Alerta emotivo, conteúdo sensível e cativante. Essa história, eu quero contar há muito tempo, mas esperei um intervalo justo para revisitar uma memória.
Liz esteve conosco em uma biografia curta, cheia de esperança, angústia e amor. Escolhi contar algumas partes. Antes do conto, teve foto, vou começar assim. Liz foi fotografada por mim, mas sem querer. A pequena não participou dos ensaios fotográficos na UTI, por pouco. Uma vez, adiamos por algum motivo, deixamos para o dia seguinte e ela piorou sem nos avisar. Precisou de mais oxigênio, mais recursos e foi para ventilação mecânica. Tudo bem, deixamos para uma nova oportunidade, ela vai melhorar. Liz ficou intubada por semanas, longas semanas. No Dia dos Pais, marcamos uma tentativa de extubação, ela estava pronta. Vai dar certo, desejamos. Eu me preparei para o ensaio, deixei toda a minha atenção no quarto 05. Sabia que, mesmo que ela precisasse voltar para ventilação, teríamos algum tempo para as fotos.
Liz Estrela era uma bebê linda e de nome importante. Chegou ao nosso hospital transferida da maternidade, com um pouco mais de 1 mês. Nasceu com síndrome de Down e uma cardiopatia que comprometia seu pulmão. A equipe de intensivistas e cardiologistas estudavam a melhor terapêutica, clínica ou cirúrgica, discutimos várias propostas. Havia otimismo e receio, ela não respondia aos tratamentos, mesmo os mais inovadores, e não resistiria à cirurgia.
■ ■ ■
- O QUE FAZER -
Por favor, diga se cada afirmação concorda com o relato sobre Liz acima: (a) Liz chegou ao hospital transferida da maternidade com um pouco mais de um mês; (b) Liz participou de um ensaio fotográfico na UTI; (c) a tentativa de extubação foi marcada para o Natal. Responda sim ou não e cite entre aspas as palavras do relato que decidem cada caso.
■ ■ ■
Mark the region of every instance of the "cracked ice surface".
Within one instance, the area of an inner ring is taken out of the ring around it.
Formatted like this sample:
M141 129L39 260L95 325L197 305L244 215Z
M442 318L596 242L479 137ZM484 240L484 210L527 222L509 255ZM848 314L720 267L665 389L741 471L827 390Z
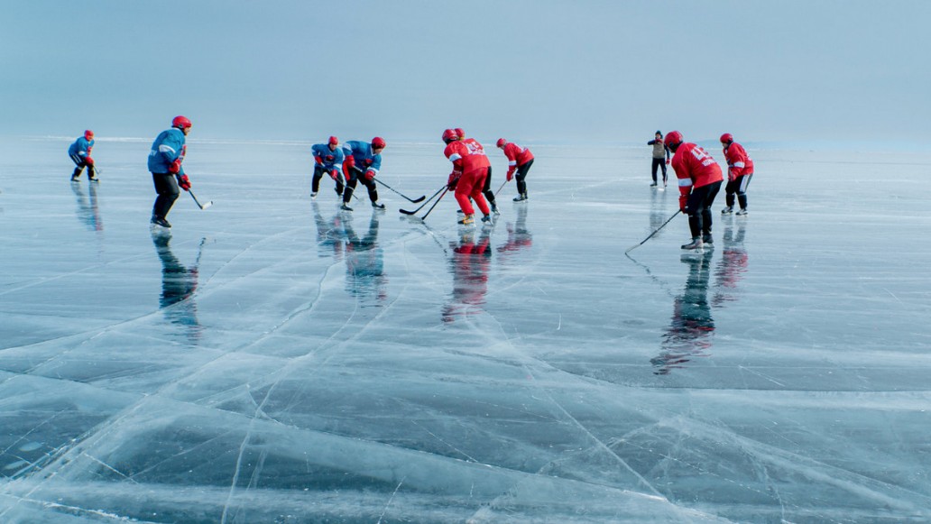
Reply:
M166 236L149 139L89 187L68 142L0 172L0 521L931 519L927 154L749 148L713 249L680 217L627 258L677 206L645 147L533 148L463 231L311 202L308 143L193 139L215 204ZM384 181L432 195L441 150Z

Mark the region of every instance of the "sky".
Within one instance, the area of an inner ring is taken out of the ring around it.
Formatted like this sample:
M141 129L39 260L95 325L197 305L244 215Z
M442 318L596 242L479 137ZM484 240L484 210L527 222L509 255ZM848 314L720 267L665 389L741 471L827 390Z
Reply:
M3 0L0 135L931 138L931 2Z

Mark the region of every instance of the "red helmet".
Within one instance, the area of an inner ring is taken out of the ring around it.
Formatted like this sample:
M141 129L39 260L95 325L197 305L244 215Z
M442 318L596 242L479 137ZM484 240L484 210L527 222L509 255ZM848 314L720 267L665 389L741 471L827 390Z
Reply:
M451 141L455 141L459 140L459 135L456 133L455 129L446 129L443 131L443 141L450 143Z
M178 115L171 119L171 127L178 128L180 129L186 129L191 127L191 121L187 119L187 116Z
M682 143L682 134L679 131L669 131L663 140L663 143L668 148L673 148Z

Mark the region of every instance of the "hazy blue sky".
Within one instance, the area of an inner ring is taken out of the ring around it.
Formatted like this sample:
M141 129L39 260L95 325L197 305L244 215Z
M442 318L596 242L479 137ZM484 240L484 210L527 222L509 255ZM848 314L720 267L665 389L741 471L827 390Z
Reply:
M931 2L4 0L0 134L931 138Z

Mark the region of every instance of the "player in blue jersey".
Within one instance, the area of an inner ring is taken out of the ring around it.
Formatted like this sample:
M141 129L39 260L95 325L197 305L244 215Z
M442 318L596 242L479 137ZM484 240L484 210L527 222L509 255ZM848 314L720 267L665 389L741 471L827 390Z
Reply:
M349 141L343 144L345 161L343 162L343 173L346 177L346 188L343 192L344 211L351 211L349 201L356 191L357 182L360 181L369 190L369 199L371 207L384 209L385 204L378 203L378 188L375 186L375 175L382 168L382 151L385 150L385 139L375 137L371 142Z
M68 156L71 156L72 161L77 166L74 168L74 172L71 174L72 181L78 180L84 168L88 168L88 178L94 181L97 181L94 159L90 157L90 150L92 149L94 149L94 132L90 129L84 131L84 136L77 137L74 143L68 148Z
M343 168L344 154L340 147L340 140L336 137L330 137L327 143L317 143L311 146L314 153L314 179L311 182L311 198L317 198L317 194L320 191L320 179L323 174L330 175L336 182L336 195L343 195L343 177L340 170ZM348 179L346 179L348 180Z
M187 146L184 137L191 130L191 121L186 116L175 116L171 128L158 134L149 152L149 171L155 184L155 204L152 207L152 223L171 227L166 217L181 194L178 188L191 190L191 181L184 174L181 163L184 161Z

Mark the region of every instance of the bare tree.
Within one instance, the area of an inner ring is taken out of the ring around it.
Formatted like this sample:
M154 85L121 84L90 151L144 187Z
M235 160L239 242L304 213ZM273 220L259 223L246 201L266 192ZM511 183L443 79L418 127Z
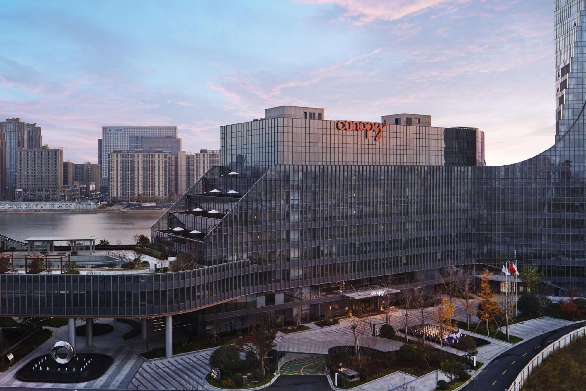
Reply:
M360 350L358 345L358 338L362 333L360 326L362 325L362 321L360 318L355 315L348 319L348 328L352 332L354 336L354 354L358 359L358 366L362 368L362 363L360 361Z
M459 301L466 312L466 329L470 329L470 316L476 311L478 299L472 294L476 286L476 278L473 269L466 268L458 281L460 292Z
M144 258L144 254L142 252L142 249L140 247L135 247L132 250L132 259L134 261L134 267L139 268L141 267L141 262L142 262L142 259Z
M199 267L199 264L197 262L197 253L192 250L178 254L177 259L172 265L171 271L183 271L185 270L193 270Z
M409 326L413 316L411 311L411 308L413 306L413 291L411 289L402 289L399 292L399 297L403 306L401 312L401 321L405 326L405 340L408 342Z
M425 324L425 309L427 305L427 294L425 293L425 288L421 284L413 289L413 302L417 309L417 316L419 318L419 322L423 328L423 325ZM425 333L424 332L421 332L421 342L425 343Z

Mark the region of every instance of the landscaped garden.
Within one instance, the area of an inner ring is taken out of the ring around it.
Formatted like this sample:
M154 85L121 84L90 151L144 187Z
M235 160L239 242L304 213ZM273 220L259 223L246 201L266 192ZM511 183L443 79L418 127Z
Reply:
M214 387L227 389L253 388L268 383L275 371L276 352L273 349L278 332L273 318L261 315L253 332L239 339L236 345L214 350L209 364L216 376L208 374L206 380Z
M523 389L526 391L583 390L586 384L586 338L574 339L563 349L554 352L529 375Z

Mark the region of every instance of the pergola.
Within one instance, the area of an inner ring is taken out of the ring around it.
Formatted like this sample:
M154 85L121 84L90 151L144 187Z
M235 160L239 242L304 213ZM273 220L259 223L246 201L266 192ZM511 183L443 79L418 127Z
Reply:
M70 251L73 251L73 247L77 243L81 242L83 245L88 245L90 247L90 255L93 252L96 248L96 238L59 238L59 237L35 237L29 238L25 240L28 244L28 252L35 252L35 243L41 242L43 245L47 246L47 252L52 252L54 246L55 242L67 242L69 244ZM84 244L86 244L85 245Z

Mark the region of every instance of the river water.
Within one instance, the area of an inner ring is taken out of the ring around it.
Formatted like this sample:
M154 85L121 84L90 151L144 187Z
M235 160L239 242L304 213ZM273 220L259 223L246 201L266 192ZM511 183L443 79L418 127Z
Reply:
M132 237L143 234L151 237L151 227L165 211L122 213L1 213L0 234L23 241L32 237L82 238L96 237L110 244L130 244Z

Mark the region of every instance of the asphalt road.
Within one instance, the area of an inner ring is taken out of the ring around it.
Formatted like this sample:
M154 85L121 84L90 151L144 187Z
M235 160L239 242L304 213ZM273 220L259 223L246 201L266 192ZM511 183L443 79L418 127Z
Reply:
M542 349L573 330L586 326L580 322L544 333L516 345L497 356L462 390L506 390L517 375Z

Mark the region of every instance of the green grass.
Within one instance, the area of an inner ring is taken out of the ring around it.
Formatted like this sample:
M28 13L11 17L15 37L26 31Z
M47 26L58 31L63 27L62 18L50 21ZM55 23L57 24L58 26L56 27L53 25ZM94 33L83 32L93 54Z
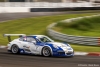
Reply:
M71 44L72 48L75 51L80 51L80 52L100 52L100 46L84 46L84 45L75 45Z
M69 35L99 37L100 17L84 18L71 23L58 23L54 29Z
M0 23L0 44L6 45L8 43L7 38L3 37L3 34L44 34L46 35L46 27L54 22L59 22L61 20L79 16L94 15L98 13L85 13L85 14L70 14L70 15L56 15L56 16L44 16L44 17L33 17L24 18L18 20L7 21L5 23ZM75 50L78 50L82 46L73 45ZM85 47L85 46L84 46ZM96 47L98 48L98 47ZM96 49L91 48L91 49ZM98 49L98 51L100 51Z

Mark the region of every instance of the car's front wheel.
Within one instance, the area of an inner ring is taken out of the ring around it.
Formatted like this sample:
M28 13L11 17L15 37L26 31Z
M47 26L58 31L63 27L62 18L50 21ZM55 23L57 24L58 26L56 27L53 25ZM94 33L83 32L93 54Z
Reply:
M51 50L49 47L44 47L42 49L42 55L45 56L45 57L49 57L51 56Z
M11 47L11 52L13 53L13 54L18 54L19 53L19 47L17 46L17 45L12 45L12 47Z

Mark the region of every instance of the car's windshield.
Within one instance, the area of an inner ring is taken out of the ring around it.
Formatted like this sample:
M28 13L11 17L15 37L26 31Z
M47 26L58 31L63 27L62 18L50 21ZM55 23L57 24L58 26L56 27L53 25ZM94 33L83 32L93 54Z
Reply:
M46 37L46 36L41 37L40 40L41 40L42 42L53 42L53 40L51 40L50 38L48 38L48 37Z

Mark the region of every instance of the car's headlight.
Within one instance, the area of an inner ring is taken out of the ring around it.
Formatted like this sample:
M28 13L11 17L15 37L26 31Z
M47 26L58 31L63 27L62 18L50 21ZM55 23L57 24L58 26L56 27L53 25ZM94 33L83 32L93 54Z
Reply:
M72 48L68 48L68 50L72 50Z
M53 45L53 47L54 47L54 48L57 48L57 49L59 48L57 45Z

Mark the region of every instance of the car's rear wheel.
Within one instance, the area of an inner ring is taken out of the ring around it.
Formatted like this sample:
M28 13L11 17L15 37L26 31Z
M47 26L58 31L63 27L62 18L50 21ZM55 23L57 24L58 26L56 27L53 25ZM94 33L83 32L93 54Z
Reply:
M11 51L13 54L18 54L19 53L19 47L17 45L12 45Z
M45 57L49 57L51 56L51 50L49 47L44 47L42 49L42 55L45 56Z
■ ■ ■
- RESPOSTA ESCRITA -
(a) Sim: "Chegou ao nosso hospital transferida da maternidade, com um pouco mais de 1 mês."
(b) Não: "A pequena não participou dos ensaios fotográficos na UTI, por pouco."
(c) Não: "No Dia dos Pais, marcamos uma tentativa de extubação"